*GOAL*
Return the rows starting at the line that contains "Where can the floral backdrop be seen here?" and ending at the line that contains "x=282, y=100", copied word for word with both of those lines included.

*INPUT MATERIAL*
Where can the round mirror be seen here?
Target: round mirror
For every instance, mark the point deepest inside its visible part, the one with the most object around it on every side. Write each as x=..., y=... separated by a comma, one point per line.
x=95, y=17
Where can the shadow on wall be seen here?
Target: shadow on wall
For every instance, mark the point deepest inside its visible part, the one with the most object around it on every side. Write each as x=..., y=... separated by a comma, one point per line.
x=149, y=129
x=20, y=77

==

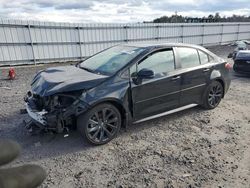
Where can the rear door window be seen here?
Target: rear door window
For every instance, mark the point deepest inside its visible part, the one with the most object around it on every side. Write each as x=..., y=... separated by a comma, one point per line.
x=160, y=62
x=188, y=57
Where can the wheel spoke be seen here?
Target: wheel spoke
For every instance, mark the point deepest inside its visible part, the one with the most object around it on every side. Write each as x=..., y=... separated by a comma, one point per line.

* * *

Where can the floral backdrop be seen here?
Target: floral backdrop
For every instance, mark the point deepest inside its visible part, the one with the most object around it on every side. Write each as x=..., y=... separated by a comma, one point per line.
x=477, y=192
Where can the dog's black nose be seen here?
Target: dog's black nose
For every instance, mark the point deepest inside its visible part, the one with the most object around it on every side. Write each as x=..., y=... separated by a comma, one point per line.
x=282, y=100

*ANSWER FOR THIS EXERCISE*
Where can the floral backdrop be seen here?
Target: floral backdrop
For every instance, mark the point deepest inside its visible part, the one with the most object around it on every side. Write each as x=..., y=... separated by a comma, one point per line.
x=477, y=192
Where can the dog's black nose be seen here?
Target: dog's black nose
For every instance, mark the point deepest inside its visible part, the one with the most object around it on every side. Write each as x=..., y=... separated by a comma, one point per line.
x=282, y=100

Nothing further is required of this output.